Task list ::
1. Say whether each statement agrees with the passage on blood pH, answering yes or no and quoting the deciding words exactly: (a) The passage gives 7.0 as the neutral point of the pH scale. (b) The passage calls the stomach and colon rightly alkaline. (c) The passage says harmful microforms thrive in an acidic environment.
2. Reproduce the part of the passage on blood pH starting at "One of the potentially" and ending at "into the bloodstream.".
3. Proceed with the passage on blood pH, picking up after its final sentence.

*** Exercise passage

The one indicator most crucial to your health is not your blood sugar level-or your weight, blood pressure, cholesterol, or anything else-but the pH of your blood. That is, how acidic or alkaline (basic) it is. The pH scale runs from 1.0 (most acidic) to 14.0 (most alkaline), with 7.0 being neutral. Just as your body strictly maintains its temperature, it will do anything and everything it can to keep the blood in a very narrow pH range-a mildly alkaline 7.365 pH. (Some bodily systems, notably the stomach and colon, are rightly acidic, though it is all too easy for them to swing too far in that direction.) The pH level of the blood and other bodily fluids and tissues affects every single cell. The whole metabolic process depends on alkalinity as well-overacidity is what keeps you fat. Just about every negative symptom you can think of-not least of which is the cluster of symptoms surrounding diabetes-happens when the body has to go to desperate extremes in an attempt to maintain its pH.
One of the potentially most devastating effects of an acidic environment in your body is the cozy home that this makes for yeast, fungi, mold, bacteria, and viruses, known collectively as microforms. While many of these live benignly or beneficially in a healthy body by design, nasty ones thrive in an acidic environment, and even the nice guys can overgrow enough to become harmful. And then we get a triple whammy: Not only can the microforms themselves be dangerous, but they can also create poisonous (acidic) excretions, exotoxins and mycotoxins, which they do as they digest-or ferment-the energy sources our bodies would otherwise use themselves, and release those acids into the bloodstream.

******
*** Provided material

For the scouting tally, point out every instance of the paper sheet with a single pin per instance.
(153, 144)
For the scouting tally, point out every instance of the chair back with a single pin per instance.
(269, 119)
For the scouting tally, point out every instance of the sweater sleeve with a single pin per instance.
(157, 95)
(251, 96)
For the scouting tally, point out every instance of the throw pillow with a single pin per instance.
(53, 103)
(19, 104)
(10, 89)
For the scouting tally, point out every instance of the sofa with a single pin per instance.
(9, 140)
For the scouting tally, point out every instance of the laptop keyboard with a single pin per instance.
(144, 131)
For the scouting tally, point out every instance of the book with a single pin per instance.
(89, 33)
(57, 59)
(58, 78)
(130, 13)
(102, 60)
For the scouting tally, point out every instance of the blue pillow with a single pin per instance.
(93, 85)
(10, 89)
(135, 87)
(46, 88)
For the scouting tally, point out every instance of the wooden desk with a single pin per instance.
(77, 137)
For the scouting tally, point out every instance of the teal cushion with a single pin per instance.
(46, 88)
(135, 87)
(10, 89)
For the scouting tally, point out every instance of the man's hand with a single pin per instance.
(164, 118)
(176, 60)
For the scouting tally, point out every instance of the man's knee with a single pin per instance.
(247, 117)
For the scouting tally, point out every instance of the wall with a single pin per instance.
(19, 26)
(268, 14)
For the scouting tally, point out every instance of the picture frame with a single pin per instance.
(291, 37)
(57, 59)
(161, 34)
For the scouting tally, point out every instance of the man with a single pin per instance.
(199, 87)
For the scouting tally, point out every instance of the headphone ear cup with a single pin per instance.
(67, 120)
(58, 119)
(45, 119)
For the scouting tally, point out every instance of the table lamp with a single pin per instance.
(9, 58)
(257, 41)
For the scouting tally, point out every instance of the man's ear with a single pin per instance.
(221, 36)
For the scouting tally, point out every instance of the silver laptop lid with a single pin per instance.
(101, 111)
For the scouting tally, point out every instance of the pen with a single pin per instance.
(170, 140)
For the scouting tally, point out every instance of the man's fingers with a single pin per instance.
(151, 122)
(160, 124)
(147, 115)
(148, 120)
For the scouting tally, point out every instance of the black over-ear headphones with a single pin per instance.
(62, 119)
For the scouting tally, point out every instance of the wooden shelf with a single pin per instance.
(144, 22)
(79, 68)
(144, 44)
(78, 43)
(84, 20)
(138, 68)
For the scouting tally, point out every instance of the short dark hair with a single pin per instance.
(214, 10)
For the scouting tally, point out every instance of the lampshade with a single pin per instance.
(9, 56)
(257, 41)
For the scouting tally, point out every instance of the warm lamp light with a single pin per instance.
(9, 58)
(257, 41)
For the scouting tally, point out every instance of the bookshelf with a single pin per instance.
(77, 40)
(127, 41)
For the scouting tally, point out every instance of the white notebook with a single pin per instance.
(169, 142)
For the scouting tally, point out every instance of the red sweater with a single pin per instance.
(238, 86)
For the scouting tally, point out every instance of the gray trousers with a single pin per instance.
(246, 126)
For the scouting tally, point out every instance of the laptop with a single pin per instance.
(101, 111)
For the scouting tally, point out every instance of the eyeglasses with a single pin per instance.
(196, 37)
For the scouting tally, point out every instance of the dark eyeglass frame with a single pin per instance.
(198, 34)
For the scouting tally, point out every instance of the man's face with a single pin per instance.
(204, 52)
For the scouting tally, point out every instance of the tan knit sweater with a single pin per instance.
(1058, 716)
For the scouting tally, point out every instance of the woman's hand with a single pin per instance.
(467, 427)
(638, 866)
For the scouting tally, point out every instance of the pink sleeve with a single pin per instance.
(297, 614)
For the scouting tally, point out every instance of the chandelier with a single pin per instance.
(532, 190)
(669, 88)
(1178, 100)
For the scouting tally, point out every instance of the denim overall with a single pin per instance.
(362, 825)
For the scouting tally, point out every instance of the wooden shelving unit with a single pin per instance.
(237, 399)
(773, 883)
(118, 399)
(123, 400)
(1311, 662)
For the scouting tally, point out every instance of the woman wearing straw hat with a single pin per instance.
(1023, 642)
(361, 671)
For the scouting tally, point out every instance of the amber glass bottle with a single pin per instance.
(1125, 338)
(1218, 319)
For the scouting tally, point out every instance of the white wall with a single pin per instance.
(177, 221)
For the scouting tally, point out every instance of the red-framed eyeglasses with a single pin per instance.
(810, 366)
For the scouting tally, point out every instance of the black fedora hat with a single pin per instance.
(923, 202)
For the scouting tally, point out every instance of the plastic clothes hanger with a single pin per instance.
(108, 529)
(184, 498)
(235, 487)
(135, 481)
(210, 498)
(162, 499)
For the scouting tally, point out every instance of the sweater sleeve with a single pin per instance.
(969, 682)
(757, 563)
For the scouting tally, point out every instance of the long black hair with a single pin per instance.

******

Answer set ::
1.
(a) Yes: "with 7.0 being neutral"
(b) No: "notably the stomach and colon, are rightly acidic"
(c) Yes: "nasty ones thrive in an acidic environment"

2.
One of the potentially most devastating effects of an acidic environment in your body is the cozy home that this makes for yeast, fungi, mold, bacteria, and viruses, known collectively as microforms. While many of these live benignly or beneficially in a healthy body by design, nasty ones thrive in an acidic environment, and even the nice guys can overgrow enough to become harmful. And then we get a triple whammy: Not only can the microforms themselves be dangerous, but they can also create poisonous (acidic) excretions, exotoxins and mycotoxins, which they do as they digest-or ferment-the energy sources our bodies would otherwise use themselves, and release those acids into the bloodstream.

3.
This is where Bechamp's work fits in. What he discovered, and what I've seen so many times in my own microscope, is that harmful microforms can come from our own cells. I'll give you one guess as to what kind of environment must exist for this to happen. That's right: acid. Not to mention the fact that external microforms (germs) can only contribute to illness when they land in such an environment.
As Bechamp described so many years ago, our bodies, like all living things, contain what are called microzymas living independently in cells and body fluids. These can and do evolve into more complex forms-all cells evolve from them in the first place. And in some environments, microzymas evolve into bacteria and fungi. Harmful microforms can also de-evolve back to microzymas, a much happier state of affairs that, no surprise, depends on a healthy (nonacidic) environment. As microforms evolve, they change form and function (depending on the environment), which I call pleomorphism. Harmful pleomorphic organisms do not, and cannot, evolve in healthy (alkaline) surroundings. This is the true nature of matter, and the way it organizes and disorganizes. Physical or even emotional disturbances can cause disorganization, or de-evolution, which in turn acidifies the environment further still, creating a vicious cycle.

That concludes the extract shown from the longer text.